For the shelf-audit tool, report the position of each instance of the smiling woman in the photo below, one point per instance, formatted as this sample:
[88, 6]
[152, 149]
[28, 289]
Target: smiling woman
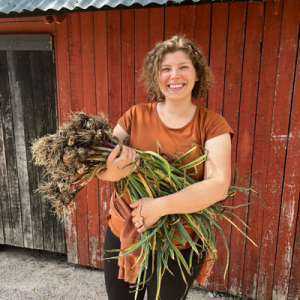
[174, 73]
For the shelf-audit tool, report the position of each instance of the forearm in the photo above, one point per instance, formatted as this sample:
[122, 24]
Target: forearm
[105, 175]
[193, 198]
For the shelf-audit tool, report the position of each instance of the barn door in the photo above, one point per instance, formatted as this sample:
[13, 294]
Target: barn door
[27, 110]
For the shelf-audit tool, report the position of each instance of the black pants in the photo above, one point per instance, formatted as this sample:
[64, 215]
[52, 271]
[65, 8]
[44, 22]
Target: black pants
[172, 288]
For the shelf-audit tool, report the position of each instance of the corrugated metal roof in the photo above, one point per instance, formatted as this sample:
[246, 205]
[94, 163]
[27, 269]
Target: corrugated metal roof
[19, 6]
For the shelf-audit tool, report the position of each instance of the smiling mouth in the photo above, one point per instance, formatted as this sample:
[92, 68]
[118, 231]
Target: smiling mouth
[176, 86]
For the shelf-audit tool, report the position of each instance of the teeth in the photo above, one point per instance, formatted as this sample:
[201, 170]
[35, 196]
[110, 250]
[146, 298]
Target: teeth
[175, 85]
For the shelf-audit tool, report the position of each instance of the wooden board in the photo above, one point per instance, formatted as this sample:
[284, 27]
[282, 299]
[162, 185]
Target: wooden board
[64, 108]
[76, 80]
[232, 91]
[277, 154]
[141, 31]
[269, 57]
[171, 21]
[19, 181]
[156, 26]
[29, 42]
[187, 21]
[55, 225]
[217, 64]
[7, 234]
[291, 186]
[247, 114]
[89, 98]
[36, 127]
[114, 65]
[101, 74]
[127, 58]
[202, 37]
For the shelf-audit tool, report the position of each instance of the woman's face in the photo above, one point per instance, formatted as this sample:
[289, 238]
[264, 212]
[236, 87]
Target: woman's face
[177, 76]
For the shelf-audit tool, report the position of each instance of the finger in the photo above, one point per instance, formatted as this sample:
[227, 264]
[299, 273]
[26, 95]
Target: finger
[124, 154]
[113, 155]
[138, 225]
[135, 204]
[142, 229]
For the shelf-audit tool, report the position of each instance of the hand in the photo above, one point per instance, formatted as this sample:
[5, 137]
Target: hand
[119, 167]
[145, 213]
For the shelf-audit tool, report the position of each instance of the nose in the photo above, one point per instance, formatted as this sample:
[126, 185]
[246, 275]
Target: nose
[174, 73]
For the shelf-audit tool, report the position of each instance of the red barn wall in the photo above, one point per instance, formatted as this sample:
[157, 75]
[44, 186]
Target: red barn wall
[252, 49]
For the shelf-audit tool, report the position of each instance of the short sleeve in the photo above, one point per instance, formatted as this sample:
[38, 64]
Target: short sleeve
[216, 125]
[126, 120]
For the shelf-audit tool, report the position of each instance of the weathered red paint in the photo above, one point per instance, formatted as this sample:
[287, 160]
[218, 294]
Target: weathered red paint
[128, 71]
[232, 91]
[141, 27]
[217, 64]
[278, 146]
[187, 21]
[171, 21]
[202, 36]
[76, 76]
[291, 184]
[263, 124]
[96, 55]
[245, 135]
[101, 82]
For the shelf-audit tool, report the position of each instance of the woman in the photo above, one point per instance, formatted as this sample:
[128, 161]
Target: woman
[174, 72]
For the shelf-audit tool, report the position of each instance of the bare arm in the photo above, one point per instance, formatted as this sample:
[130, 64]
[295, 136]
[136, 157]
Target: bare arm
[115, 170]
[198, 196]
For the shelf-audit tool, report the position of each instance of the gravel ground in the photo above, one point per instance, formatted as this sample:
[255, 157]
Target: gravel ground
[43, 275]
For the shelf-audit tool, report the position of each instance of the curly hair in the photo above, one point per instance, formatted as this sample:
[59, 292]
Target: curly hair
[153, 60]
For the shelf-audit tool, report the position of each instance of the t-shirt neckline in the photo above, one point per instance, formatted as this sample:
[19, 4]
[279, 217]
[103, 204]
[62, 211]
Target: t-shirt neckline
[180, 128]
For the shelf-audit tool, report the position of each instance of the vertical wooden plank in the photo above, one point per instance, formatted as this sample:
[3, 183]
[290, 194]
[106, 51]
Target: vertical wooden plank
[127, 58]
[232, 91]
[89, 98]
[156, 26]
[251, 66]
[63, 71]
[141, 32]
[187, 21]
[38, 106]
[217, 64]
[114, 73]
[114, 65]
[171, 21]
[3, 180]
[291, 186]
[267, 79]
[218, 54]
[101, 74]
[76, 78]
[294, 286]
[7, 235]
[64, 105]
[26, 85]
[202, 36]
[277, 154]
[56, 227]
[17, 171]
[63, 108]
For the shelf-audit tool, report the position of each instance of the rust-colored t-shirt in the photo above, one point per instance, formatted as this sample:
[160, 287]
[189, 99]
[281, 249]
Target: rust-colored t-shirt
[146, 128]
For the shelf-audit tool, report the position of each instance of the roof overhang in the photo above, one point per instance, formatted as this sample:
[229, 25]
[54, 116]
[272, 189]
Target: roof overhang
[14, 8]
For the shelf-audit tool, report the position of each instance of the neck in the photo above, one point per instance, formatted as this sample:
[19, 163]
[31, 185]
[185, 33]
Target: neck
[177, 109]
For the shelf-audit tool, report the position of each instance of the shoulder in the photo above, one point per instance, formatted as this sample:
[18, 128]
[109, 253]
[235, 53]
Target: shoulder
[142, 108]
[213, 124]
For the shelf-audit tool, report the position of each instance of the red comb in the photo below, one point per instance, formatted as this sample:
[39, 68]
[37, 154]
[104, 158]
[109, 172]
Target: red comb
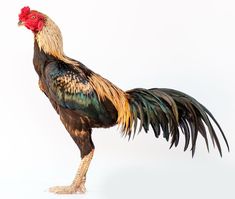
[24, 13]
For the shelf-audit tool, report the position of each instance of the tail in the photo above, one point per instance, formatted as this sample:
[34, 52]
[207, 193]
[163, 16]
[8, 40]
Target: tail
[171, 111]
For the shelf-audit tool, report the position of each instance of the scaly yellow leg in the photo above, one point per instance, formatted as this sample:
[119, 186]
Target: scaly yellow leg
[78, 184]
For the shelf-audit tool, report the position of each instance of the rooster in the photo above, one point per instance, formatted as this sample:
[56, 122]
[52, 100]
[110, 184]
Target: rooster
[85, 100]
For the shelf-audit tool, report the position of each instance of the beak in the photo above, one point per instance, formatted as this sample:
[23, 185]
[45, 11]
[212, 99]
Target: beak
[20, 23]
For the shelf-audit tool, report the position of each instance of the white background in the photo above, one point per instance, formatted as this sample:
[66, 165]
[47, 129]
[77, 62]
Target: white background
[184, 44]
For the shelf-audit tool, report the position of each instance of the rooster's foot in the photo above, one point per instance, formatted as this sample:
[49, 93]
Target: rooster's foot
[68, 189]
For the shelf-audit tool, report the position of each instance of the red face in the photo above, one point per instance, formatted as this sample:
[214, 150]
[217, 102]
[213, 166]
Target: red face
[31, 19]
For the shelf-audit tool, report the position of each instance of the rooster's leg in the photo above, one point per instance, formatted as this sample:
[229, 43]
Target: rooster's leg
[78, 184]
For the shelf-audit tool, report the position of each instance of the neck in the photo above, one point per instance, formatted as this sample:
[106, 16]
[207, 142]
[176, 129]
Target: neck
[50, 40]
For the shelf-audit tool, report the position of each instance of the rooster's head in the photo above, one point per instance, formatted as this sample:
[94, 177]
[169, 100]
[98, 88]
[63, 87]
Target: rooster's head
[31, 19]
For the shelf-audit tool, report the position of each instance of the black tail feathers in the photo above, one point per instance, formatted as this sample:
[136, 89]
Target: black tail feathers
[171, 111]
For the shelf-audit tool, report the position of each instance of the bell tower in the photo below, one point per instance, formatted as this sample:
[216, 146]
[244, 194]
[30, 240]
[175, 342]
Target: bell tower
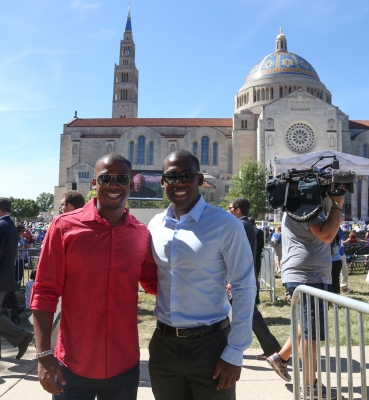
[125, 93]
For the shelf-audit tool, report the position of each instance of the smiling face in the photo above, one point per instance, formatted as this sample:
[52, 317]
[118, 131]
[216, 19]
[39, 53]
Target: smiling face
[111, 199]
[138, 182]
[183, 195]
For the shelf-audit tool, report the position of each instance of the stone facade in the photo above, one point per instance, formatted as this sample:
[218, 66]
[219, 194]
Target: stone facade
[281, 111]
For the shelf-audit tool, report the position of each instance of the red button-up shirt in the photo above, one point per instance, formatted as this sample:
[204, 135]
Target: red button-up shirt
[96, 268]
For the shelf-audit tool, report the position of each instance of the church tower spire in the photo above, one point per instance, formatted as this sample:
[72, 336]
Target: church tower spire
[281, 42]
[125, 93]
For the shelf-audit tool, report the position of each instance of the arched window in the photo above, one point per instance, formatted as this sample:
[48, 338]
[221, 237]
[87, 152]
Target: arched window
[194, 148]
[205, 150]
[131, 152]
[141, 150]
[215, 153]
[151, 153]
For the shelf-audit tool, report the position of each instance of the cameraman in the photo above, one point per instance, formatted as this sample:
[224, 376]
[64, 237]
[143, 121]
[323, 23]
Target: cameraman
[306, 260]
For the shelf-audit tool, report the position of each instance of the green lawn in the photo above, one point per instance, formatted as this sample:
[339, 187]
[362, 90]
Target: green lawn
[277, 315]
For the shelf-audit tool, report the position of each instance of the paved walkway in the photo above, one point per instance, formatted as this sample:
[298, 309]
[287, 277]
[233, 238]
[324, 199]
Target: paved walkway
[19, 381]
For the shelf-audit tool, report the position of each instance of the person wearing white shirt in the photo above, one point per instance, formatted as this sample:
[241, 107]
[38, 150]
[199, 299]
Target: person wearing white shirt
[195, 352]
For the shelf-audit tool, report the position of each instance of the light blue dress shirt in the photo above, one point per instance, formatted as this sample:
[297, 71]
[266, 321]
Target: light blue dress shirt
[194, 256]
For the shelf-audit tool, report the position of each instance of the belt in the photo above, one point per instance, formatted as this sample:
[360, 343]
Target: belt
[192, 332]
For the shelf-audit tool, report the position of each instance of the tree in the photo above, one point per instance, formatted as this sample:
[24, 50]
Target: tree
[24, 208]
[45, 201]
[250, 184]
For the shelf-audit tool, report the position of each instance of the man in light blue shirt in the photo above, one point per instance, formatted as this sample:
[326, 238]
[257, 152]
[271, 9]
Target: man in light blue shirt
[195, 352]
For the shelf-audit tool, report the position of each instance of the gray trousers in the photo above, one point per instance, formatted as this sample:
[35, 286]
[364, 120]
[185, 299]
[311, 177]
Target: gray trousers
[8, 330]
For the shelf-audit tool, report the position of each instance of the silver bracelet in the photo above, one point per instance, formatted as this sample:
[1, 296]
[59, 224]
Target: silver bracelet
[44, 353]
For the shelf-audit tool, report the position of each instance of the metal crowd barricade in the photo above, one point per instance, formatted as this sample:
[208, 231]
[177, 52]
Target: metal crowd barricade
[26, 261]
[345, 373]
[267, 274]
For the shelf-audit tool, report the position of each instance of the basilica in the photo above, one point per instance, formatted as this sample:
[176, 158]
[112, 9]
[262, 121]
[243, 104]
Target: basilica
[283, 117]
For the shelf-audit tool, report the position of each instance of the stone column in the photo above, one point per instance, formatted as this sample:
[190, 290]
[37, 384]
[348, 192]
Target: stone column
[354, 201]
[364, 197]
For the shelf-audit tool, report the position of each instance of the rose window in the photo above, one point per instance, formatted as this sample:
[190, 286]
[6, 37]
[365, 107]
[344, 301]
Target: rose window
[300, 138]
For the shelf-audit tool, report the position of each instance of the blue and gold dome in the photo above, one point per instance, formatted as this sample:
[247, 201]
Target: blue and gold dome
[281, 62]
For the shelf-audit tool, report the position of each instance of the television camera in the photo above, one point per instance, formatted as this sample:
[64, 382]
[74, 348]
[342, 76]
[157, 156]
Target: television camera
[301, 192]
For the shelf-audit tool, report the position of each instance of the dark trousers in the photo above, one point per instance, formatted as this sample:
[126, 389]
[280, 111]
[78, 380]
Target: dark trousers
[267, 340]
[8, 330]
[183, 368]
[121, 387]
[257, 274]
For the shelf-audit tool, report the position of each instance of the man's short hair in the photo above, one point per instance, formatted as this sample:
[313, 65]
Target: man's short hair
[74, 198]
[183, 154]
[5, 204]
[242, 204]
[114, 157]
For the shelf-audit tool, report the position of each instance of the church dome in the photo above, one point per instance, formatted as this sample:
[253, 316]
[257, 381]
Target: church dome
[281, 63]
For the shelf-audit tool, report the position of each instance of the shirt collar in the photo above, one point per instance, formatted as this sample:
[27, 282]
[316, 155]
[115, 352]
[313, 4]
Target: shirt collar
[91, 213]
[195, 212]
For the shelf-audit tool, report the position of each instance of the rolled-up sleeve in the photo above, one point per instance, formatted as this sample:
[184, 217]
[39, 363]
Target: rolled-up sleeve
[50, 275]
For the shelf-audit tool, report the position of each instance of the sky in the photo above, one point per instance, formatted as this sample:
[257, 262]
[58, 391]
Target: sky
[193, 56]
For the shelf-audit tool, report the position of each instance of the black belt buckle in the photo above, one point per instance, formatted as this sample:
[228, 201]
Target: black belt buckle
[177, 332]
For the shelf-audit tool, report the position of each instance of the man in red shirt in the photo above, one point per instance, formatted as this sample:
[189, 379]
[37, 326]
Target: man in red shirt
[94, 257]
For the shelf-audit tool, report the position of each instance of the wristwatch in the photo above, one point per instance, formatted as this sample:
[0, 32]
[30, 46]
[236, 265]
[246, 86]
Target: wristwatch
[44, 353]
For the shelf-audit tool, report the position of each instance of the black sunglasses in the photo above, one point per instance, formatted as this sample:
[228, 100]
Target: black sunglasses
[186, 176]
[121, 179]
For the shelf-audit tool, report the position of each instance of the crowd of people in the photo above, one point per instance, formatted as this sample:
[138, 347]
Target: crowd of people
[202, 264]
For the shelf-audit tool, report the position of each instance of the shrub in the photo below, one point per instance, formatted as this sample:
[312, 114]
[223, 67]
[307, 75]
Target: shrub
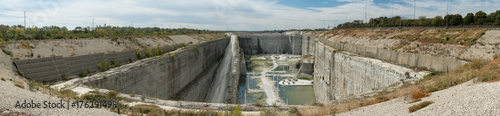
[112, 94]
[158, 50]
[19, 85]
[419, 106]
[103, 65]
[293, 111]
[115, 64]
[173, 56]
[83, 74]
[497, 55]
[118, 64]
[139, 56]
[64, 77]
[416, 94]
[89, 70]
[149, 53]
[132, 93]
[7, 52]
[237, 111]
[32, 85]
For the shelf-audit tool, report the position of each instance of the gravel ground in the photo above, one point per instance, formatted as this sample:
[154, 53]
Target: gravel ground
[469, 99]
[77, 47]
[10, 94]
[486, 46]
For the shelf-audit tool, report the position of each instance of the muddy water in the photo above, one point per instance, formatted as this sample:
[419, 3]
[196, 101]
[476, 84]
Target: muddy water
[292, 95]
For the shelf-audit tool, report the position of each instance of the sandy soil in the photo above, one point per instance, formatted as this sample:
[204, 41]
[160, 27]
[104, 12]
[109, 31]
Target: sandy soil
[466, 99]
[272, 93]
[10, 94]
[487, 45]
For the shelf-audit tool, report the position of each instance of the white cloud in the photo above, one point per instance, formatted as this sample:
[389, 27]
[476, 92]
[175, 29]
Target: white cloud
[220, 14]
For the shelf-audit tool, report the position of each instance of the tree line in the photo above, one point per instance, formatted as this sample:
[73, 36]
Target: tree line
[479, 18]
[19, 32]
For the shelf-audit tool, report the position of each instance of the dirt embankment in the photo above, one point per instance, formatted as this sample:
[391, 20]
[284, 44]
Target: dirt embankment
[453, 43]
[29, 49]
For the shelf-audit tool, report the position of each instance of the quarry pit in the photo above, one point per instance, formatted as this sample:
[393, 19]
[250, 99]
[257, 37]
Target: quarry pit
[252, 68]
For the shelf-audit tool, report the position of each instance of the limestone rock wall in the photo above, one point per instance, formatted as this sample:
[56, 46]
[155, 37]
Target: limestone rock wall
[183, 74]
[341, 74]
[270, 44]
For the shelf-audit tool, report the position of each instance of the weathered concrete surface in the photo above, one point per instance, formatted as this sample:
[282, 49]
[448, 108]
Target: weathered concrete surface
[409, 59]
[339, 75]
[225, 81]
[270, 44]
[170, 76]
[485, 48]
[308, 45]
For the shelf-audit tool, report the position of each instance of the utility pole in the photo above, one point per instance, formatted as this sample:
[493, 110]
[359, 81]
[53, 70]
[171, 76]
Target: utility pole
[24, 19]
[346, 17]
[446, 14]
[415, 9]
[365, 12]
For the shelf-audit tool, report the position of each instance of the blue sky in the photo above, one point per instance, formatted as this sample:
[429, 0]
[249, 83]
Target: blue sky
[225, 14]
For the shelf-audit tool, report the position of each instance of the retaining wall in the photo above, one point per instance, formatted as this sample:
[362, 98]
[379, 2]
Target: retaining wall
[270, 44]
[433, 63]
[338, 74]
[185, 75]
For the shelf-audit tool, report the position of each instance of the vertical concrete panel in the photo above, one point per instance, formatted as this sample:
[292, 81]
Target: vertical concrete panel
[437, 64]
[424, 61]
[403, 58]
[413, 59]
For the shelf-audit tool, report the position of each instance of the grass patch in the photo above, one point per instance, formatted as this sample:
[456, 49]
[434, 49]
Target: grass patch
[417, 94]
[416, 100]
[306, 78]
[419, 106]
[83, 74]
[19, 85]
[481, 70]
[7, 52]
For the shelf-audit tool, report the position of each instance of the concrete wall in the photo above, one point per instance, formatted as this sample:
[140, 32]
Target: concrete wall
[338, 75]
[433, 63]
[53, 68]
[185, 75]
[270, 44]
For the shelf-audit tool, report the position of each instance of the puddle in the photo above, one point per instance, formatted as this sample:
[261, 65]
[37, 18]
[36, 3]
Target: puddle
[292, 95]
..............................
Beginning at the line containing "the blue sky", repeat each line exactly through the last line of the entries, and include no other lines.

For the shelf-audit tool, report the position of each instance of the blue sky in the photo above, one point per instance, formatted as this sample:
[429, 0]
[249, 83]
Target: blue sky
[225, 14]
For the shelf-audit tool, report the position of each instance of the retaining wall in the photo above, one point per instance, formatted as this sample:
[362, 98]
[379, 2]
Target: retaining wall
[270, 44]
[433, 63]
[338, 74]
[185, 75]
For the shelf-audit tool, report the position of each instance of the vertical concrete panel in the photo above, one point per instance, formatted as this sample:
[292, 81]
Target: vertical concrete panel
[437, 64]
[424, 61]
[403, 58]
[413, 59]
For the shelf-audit tool, report the position of each instance of the grass patch in the photo above, one point per instance, formatted as this sample:
[456, 49]
[434, 49]
Target: grass patch
[417, 94]
[416, 100]
[306, 78]
[419, 106]
[83, 74]
[19, 85]
[481, 70]
[7, 52]
For the shelf-audit tool, report the position of each instance of the concrete wall in the photo above, one point per instance, formatted as this sample:
[140, 32]
Target: concrete wall
[338, 75]
[433, 63]
[53, 68]
[185, 75]
[270, 44]
For the shelf-audit tool, report the position of each instance of the puddle in the photo above, one point per instance, formatted as this sample:
[261, 65]
[37, 18]
[36, 3]
Target: puddle
[292, 95]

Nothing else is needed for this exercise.